▶ _BEREITGESTELLTER AUSZUG_:
"""

Neue Beratungs- und Vertriebsprozesse für ehemals "geschlossene Fonds"

Abbildung 1: Informationsmaterialien für Anleger

Andreas Mense, Geschäftsführer, PVA Pacta Vermögens-Anlage GmbH, Frankfurt am Main Der Gesetzgeber hält seit dem Inkrafttreten des KAGB im Juli 2013 einen neuen klaren Rahmen für den Vertrieb geschlossener Fonds vor. Aus der genossenschaftlichen Finanzgruppe berichtet der Autor davon, dass entsprechende Beratungs- und Vertriebsprozesse bereits in der Praxis etabliert wurden. Für das Beratungsgespräch, das er im Entscheidungsprozess des Anlegers für oder gegen eine Investition in alternative Investmentfonds für ausschlaggebend erachtet, schlägt er die Verwendung eines durch den Produktanbieter didaktisch aufbereiteten Dokumentes namens Produktinformation vor. An diesem sowie den wesentlichen Anlegerinformationen (wAI) sollen sich Berater und Kunde orientieren können. Besonderes Augenmerk lenkt der Autor jedoch nicht nur auf eine fehlerfreie und juristisch korrekte Beratung, sondern auch auf die Qualität derselben. (Red.)

"""

▶ _ANGEZEIGTE INFORMATIONEN_:
"""

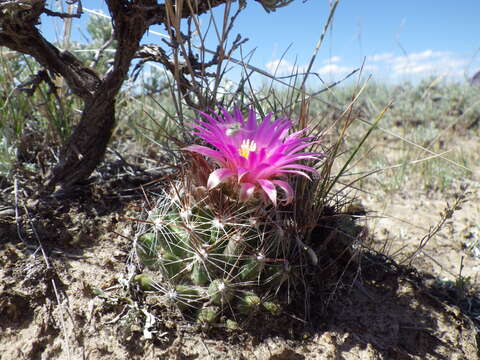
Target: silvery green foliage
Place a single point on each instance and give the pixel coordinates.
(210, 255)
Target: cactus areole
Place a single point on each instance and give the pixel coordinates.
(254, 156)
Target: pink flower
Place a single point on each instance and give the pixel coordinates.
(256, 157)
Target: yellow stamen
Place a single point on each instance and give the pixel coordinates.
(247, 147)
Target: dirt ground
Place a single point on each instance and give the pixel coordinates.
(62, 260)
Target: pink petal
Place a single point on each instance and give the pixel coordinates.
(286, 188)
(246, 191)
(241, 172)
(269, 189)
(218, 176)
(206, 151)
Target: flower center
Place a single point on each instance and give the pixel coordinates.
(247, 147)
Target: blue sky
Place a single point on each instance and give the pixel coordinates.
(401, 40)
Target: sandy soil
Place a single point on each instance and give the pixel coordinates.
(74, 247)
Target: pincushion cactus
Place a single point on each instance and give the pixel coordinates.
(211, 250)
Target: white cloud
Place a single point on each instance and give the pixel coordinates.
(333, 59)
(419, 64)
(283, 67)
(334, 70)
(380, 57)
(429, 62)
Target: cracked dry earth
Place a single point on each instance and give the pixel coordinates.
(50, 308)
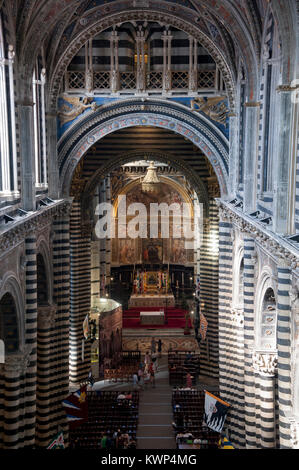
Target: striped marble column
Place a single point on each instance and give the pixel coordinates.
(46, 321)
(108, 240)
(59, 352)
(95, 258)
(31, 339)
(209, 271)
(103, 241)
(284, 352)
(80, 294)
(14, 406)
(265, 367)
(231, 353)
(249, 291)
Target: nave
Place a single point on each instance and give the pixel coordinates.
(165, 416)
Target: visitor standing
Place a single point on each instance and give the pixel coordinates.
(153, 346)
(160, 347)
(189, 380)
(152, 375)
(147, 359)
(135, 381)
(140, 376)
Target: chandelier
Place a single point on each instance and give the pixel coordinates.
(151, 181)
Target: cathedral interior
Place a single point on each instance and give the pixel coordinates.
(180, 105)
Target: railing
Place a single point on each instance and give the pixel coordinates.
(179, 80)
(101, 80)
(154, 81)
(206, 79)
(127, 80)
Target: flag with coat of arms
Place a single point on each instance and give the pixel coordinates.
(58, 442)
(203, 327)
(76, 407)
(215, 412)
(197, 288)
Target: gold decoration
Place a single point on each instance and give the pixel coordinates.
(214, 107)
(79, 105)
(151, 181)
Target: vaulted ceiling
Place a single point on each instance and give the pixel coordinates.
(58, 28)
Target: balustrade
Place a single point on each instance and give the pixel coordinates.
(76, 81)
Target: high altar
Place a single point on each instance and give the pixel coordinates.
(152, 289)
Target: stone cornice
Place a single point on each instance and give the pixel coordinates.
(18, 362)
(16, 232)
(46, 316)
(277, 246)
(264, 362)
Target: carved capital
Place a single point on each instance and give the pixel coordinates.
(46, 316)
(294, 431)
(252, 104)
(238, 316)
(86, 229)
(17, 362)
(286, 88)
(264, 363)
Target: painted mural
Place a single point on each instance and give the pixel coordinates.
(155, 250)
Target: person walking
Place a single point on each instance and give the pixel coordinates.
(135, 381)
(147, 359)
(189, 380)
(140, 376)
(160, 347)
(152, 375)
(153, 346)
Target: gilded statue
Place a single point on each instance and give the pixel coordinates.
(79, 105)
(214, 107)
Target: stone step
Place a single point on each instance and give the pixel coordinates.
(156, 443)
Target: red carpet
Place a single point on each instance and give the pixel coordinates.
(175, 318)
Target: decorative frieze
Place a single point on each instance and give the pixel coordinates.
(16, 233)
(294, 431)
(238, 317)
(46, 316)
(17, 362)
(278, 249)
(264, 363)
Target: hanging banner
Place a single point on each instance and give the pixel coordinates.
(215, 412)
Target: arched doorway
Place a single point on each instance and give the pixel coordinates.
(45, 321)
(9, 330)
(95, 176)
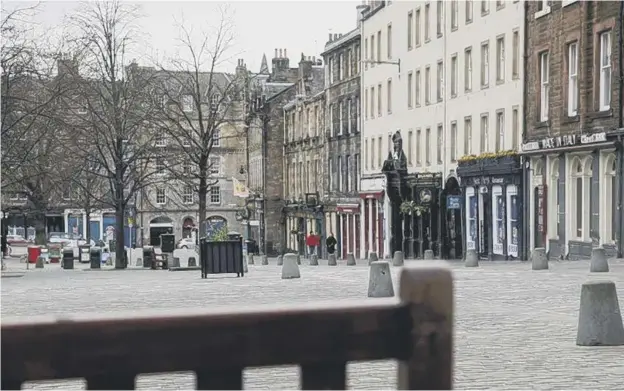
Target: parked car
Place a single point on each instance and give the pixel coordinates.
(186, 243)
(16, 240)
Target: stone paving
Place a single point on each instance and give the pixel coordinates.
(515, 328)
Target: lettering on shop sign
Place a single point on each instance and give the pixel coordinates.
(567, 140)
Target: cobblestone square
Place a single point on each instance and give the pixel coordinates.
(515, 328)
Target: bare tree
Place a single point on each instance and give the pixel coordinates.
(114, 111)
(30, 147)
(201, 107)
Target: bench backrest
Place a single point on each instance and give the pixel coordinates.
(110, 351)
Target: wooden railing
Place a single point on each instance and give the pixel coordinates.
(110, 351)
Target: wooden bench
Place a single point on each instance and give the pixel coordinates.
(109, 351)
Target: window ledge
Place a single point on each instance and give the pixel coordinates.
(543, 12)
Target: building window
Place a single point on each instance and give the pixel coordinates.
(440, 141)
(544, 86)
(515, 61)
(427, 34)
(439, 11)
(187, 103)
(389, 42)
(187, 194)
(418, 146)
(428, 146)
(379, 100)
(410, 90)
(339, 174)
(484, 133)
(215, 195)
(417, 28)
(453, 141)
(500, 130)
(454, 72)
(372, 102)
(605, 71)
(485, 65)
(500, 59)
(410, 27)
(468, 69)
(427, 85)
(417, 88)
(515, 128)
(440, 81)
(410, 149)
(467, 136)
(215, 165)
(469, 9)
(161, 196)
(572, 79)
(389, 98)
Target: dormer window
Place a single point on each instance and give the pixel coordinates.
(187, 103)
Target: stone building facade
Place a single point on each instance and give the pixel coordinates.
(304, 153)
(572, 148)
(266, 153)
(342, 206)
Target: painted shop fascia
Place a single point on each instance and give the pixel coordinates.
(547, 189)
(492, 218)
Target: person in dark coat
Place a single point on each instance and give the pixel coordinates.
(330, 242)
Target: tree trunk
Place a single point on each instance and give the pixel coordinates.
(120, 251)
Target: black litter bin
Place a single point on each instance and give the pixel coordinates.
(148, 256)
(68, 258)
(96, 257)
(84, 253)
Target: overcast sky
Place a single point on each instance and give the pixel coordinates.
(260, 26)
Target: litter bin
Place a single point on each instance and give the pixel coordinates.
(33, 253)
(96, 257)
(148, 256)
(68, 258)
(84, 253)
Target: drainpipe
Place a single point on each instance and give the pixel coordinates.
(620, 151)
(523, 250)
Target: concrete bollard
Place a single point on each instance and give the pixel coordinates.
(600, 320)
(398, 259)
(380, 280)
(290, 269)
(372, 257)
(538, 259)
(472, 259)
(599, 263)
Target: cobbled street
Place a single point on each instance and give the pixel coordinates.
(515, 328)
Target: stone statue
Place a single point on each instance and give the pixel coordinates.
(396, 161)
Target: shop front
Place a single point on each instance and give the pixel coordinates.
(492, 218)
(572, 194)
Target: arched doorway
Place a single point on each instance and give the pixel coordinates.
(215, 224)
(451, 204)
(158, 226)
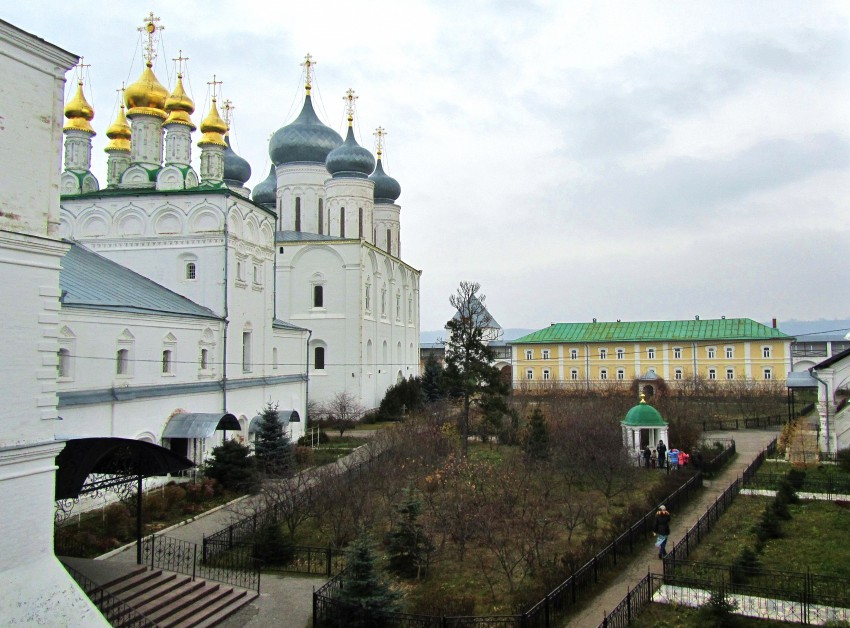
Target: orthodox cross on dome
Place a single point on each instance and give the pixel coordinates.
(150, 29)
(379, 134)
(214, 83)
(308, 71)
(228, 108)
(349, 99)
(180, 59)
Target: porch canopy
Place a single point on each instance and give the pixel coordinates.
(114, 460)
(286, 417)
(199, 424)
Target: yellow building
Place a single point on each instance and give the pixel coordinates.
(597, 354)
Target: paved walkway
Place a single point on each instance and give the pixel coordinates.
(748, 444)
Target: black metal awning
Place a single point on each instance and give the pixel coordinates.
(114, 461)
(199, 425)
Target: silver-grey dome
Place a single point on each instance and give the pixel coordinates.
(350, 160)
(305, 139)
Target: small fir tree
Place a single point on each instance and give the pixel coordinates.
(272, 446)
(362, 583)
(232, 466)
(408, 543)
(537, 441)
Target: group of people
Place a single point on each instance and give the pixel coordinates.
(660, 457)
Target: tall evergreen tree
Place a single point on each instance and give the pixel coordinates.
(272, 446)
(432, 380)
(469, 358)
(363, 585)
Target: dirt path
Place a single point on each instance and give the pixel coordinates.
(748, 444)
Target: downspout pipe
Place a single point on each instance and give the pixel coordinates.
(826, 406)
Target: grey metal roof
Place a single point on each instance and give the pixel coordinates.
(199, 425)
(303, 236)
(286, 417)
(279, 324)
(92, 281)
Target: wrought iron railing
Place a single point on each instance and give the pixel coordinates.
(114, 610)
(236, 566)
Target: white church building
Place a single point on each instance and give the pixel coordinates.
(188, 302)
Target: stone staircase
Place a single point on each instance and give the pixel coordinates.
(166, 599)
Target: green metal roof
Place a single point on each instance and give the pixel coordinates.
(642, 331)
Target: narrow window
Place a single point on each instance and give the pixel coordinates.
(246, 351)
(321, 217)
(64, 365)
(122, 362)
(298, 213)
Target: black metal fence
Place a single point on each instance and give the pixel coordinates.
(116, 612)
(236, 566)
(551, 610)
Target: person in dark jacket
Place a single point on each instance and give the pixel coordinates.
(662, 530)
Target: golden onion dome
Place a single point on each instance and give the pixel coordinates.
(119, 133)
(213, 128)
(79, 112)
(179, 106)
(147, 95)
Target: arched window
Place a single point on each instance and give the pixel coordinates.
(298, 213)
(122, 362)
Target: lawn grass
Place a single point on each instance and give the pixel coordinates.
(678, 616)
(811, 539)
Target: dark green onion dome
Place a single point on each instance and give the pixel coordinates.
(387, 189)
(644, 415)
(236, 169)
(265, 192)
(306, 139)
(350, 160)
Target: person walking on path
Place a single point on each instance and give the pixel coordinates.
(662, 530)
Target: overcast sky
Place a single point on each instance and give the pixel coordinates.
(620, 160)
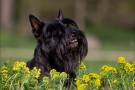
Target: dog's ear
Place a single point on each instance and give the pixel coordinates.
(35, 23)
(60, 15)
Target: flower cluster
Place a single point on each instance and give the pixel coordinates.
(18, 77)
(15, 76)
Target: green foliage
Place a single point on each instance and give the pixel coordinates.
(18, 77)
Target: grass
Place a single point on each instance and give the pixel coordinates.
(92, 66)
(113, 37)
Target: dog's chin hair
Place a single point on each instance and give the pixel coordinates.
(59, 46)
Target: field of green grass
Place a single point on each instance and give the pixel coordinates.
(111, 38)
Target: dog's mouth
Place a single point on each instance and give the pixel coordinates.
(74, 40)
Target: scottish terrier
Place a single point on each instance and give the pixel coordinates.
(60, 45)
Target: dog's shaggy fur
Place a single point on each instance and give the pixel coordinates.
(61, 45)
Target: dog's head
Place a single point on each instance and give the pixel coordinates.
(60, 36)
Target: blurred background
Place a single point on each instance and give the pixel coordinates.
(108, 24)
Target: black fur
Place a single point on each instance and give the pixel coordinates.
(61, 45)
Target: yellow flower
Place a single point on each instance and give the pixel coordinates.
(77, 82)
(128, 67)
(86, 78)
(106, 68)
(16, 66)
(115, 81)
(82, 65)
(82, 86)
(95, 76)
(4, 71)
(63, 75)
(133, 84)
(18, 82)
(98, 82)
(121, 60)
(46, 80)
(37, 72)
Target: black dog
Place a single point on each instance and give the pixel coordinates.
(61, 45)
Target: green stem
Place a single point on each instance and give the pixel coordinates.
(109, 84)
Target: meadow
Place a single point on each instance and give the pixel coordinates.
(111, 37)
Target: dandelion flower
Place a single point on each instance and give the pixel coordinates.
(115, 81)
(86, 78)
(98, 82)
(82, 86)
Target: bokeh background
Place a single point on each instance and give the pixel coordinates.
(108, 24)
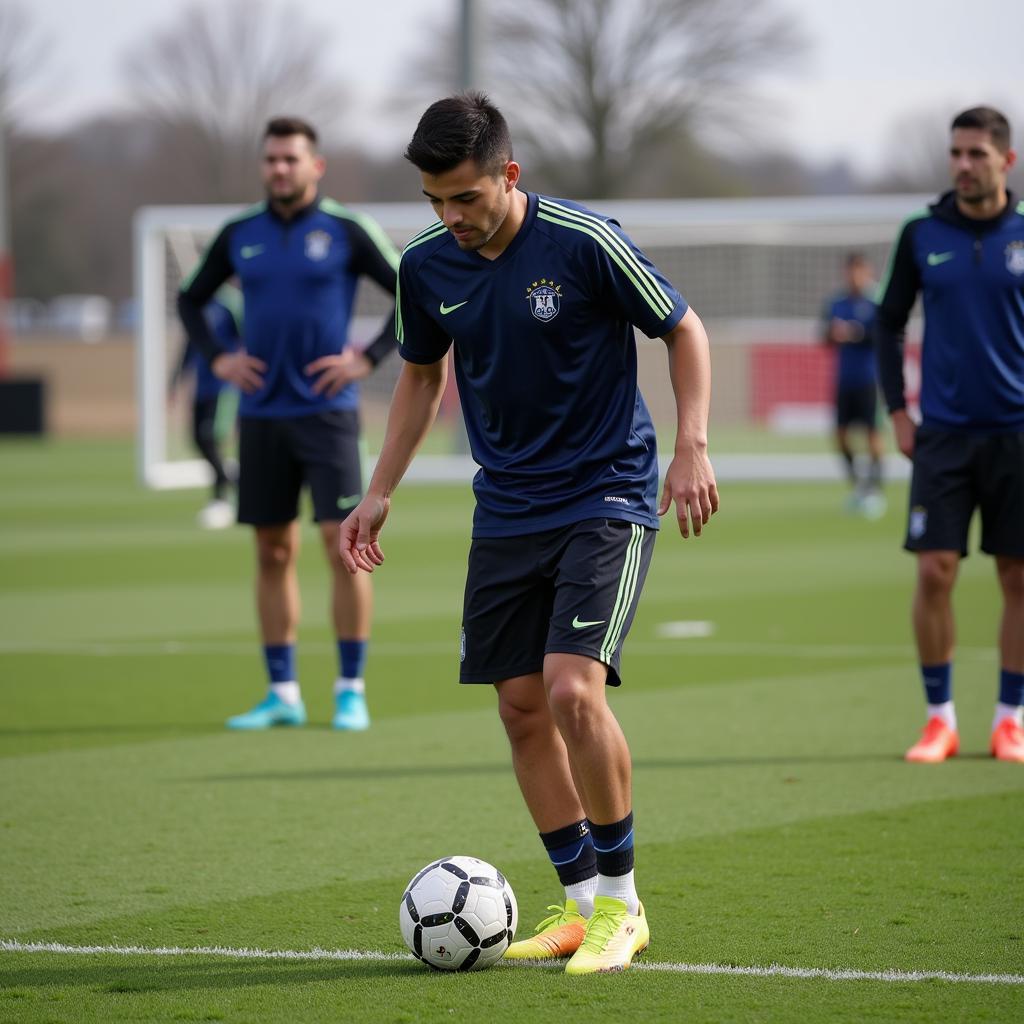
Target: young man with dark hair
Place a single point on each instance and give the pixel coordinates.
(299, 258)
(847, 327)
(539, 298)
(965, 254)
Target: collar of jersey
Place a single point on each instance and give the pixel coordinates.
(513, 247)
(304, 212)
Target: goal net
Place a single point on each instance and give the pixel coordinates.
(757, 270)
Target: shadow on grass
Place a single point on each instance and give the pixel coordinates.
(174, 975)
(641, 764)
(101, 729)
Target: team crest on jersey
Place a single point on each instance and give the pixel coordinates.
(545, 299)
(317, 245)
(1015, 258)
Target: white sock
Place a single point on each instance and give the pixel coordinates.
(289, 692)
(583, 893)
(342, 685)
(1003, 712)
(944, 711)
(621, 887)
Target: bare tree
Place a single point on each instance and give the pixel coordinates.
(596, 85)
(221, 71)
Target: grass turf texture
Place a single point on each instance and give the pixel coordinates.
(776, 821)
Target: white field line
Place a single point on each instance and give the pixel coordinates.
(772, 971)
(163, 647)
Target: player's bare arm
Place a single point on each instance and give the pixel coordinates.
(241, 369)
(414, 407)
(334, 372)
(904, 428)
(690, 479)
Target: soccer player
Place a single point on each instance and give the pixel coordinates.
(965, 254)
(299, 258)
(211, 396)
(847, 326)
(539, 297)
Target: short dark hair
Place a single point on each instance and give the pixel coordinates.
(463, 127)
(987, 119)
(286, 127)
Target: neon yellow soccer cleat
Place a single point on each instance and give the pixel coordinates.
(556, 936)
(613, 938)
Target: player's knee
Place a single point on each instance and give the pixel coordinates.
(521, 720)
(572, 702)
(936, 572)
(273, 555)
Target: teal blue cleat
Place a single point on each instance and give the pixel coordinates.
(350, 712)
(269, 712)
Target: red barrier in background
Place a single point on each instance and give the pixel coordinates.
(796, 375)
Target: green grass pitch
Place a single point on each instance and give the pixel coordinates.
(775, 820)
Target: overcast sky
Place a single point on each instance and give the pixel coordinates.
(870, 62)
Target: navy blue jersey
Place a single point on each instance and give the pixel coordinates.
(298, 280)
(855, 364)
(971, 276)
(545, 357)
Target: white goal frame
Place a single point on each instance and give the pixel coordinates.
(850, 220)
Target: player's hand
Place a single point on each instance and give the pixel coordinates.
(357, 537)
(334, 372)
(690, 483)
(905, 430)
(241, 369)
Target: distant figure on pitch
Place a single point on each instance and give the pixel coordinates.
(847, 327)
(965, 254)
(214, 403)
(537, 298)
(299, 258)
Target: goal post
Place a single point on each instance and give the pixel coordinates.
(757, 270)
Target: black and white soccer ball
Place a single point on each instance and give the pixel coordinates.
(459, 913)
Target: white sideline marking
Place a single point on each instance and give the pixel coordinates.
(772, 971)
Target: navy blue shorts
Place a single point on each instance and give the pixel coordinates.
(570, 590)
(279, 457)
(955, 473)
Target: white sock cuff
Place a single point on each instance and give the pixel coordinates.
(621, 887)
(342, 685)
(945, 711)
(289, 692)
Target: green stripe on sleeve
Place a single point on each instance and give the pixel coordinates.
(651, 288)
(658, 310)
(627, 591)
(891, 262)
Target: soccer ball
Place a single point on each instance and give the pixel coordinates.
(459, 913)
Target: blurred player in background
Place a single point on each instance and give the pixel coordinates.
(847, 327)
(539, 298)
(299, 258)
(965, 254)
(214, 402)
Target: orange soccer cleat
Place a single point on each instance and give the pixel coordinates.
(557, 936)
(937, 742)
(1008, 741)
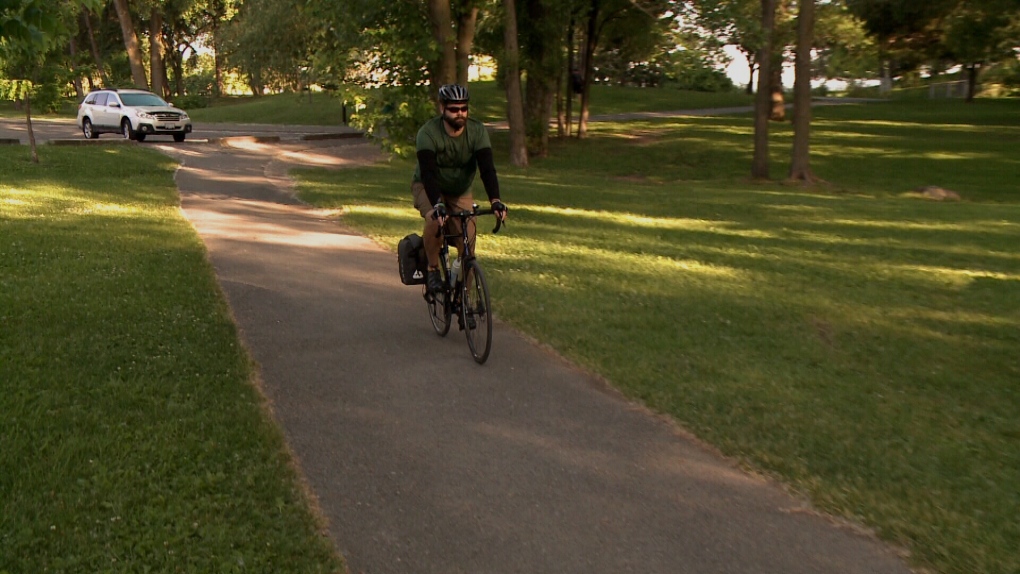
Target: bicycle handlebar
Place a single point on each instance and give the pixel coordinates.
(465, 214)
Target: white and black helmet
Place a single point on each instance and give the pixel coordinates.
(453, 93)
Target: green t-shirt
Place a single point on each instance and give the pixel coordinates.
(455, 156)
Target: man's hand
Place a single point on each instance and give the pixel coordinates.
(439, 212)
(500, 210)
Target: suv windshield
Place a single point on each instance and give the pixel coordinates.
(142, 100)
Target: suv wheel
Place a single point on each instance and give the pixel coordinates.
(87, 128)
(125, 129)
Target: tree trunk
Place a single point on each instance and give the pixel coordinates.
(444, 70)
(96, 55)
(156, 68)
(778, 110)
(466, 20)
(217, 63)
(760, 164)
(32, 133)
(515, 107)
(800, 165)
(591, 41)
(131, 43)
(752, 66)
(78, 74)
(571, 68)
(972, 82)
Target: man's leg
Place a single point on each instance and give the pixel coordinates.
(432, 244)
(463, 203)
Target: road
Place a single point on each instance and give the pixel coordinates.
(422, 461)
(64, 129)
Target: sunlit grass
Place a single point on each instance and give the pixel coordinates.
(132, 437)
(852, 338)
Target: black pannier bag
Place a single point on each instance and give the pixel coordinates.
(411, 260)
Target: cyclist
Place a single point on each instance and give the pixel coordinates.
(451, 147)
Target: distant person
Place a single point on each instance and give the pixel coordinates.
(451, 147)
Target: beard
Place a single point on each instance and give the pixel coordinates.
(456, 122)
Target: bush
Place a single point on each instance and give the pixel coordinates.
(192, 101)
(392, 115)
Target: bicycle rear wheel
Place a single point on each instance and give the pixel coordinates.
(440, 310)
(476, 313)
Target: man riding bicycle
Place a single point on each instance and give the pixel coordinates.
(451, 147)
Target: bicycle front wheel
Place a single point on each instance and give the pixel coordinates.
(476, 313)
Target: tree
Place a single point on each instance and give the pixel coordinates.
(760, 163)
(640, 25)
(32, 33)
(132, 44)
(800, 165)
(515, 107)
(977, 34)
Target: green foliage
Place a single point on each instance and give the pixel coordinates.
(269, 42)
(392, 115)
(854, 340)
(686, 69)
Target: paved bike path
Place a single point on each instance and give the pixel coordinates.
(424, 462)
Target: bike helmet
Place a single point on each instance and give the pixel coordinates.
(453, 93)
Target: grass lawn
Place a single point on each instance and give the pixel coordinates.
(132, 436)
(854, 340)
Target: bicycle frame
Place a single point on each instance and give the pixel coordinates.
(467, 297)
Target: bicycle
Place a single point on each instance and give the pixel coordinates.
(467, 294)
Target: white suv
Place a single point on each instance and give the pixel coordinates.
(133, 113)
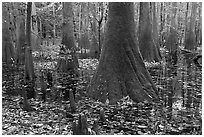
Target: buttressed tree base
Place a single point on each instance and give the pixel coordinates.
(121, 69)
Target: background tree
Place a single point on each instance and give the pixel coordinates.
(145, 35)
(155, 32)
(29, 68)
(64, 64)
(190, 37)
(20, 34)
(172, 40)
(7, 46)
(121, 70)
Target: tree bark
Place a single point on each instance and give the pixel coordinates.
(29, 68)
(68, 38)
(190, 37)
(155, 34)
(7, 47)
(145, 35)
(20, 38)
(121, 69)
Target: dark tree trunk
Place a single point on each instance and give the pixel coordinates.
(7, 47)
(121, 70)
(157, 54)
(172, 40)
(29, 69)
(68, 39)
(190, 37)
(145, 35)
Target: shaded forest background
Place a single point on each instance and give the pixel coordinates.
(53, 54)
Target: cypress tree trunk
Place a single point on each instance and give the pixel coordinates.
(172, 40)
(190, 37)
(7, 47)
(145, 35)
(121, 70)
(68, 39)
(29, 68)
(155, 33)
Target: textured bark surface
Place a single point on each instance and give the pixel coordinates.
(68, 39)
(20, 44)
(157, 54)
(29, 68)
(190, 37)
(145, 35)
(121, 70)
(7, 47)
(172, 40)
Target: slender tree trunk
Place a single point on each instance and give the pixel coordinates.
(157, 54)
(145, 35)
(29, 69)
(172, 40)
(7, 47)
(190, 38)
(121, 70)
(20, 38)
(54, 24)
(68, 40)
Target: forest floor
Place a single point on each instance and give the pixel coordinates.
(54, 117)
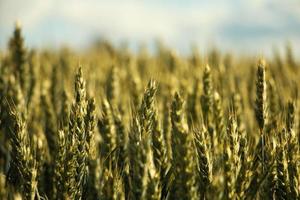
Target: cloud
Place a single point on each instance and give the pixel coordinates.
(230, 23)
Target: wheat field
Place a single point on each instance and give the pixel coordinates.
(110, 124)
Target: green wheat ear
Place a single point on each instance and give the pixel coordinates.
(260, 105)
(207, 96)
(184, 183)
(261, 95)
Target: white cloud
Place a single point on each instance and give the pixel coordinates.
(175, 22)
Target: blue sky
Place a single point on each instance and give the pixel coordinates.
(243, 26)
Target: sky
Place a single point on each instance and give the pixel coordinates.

"""

Seit wann gibt es laut dem Auszug über geschlossene Fonds einen neuen klaren gesetzlichen Rahmen für deren Vertrieb?

Seit dem Inkrafttreten des KAGB im Juli 2013.